- _WHAT TO DO_: Restate all of the data precisely, omitting nothing.

- _DATA TO PROCESS_:
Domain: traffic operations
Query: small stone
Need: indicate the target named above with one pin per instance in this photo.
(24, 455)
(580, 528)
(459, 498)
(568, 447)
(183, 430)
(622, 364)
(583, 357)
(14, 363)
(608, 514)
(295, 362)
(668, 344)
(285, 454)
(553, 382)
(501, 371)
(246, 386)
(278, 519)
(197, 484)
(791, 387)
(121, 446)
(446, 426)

- _EXERCISE RESPONSE_:
Domain: traffic operations
Query: small stone
Need: indicate the target named above with one pin per instance in this photo.
(24, 455)
(580, 528)
(459, 498)
(568, 447)
(183, 430)
(622, 364)
(583, 357)
(14, 363)
(608, 514)
(295, 362)
(668, 344)
(285, 454)
(553, 382)
(501, 371)
(246, 386)
(278, 519)
(197, 484)
(791, 387)
(121, 446)
(446, 426)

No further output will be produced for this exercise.